In how many lines of the records does the word "below" appear? Reply with the number and nothing else.

BEGIN Given data

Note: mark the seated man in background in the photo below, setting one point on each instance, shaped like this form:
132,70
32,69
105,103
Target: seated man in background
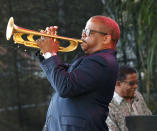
126,100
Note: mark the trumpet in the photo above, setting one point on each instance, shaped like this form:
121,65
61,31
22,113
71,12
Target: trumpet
19,32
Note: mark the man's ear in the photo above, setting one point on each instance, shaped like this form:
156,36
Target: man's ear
117,83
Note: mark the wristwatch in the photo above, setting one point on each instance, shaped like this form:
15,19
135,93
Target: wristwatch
49,54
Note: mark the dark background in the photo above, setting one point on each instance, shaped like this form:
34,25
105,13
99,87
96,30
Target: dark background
24,90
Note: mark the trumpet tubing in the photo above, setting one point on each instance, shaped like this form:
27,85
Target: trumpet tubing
18,32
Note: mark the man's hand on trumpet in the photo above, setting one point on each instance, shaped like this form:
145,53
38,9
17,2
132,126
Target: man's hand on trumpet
47,44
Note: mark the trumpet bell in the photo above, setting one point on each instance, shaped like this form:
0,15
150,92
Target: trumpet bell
18,33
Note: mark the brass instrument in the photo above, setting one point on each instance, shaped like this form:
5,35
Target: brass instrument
18,32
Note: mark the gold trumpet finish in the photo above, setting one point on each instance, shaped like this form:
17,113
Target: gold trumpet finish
18,32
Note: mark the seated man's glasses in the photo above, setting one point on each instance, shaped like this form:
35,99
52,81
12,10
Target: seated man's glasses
87,32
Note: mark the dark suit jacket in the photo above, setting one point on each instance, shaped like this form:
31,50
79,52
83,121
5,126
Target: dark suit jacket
82,92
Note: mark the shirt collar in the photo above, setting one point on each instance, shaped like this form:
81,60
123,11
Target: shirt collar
117,98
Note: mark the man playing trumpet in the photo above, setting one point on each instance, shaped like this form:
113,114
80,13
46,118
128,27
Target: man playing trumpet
84,90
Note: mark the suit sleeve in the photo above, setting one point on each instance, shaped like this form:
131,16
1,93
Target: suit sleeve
86,77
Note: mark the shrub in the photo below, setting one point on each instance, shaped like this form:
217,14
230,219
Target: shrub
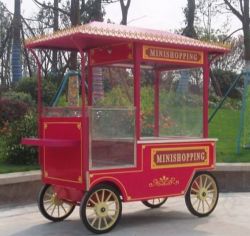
10,111
15,153
29,85
19,96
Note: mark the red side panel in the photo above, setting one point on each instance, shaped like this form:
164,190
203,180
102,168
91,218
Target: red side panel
163,170
62,165
111,54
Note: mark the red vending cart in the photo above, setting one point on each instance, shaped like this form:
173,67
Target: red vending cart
131,126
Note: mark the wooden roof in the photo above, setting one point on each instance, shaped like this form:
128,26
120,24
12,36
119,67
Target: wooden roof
96,34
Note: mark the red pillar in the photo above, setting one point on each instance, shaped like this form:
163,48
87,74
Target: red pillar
137,87
156,103
205,95
90,80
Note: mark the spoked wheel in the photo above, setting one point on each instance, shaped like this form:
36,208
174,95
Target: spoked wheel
202,195
51,206
101,209
155,202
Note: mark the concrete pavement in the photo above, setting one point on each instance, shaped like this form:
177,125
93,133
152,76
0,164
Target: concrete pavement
231,217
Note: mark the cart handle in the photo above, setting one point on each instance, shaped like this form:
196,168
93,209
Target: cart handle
50,142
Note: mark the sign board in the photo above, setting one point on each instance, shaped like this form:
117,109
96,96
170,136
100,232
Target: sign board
172,55
179,157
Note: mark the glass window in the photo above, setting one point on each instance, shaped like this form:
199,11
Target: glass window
112,119
66,101
181,103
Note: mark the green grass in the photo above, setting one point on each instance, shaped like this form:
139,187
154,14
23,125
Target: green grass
225,127
8,168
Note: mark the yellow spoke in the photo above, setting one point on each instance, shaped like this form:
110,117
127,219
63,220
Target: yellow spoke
91,200
49,206
195,182
105,221
205,183
53,210
209,184
199,205
207,203
97,197
103,193
195,190
99,223
109,196
64,209
94,220
195,202
201,185
47,201
211,191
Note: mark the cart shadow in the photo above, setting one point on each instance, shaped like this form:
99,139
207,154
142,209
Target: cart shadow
141,222
161,221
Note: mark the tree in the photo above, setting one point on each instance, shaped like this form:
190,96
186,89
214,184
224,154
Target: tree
55,28
5,46
240,8
189,12
124,8
16,45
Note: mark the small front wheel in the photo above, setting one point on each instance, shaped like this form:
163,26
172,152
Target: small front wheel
51,206
101,209
155,202
202,195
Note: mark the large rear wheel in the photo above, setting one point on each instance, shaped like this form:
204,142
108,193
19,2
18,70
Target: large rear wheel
51,206
202,195
101,209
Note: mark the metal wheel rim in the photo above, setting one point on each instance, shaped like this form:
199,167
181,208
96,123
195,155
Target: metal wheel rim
55,207
156,201
203,194
102,209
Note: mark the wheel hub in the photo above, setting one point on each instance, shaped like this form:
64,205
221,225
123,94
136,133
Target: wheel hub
55,200
101,209
202,194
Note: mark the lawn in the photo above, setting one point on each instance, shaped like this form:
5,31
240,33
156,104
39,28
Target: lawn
225,127
7,168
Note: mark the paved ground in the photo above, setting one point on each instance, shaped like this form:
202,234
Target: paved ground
231,217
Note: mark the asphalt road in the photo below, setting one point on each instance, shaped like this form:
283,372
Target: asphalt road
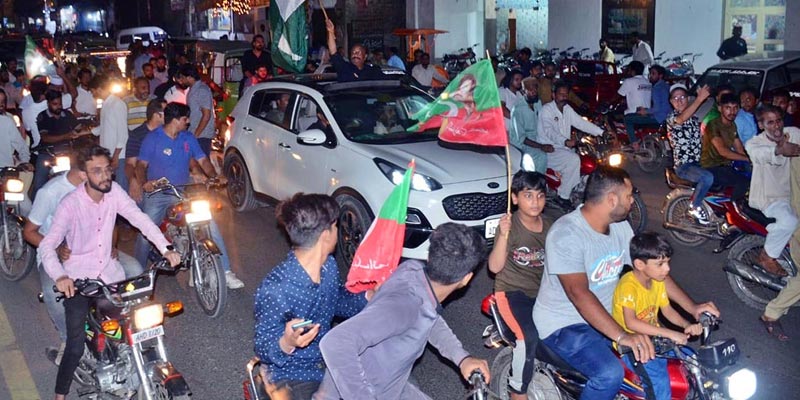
211,353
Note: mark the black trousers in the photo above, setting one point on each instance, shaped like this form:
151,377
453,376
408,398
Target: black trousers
75,309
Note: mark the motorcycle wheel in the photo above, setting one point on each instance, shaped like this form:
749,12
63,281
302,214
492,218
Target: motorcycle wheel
753,294
678,213
648,158
209,282
637,217
540,388
160,393
20,258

END Given data

- _Answer to the exercise_
3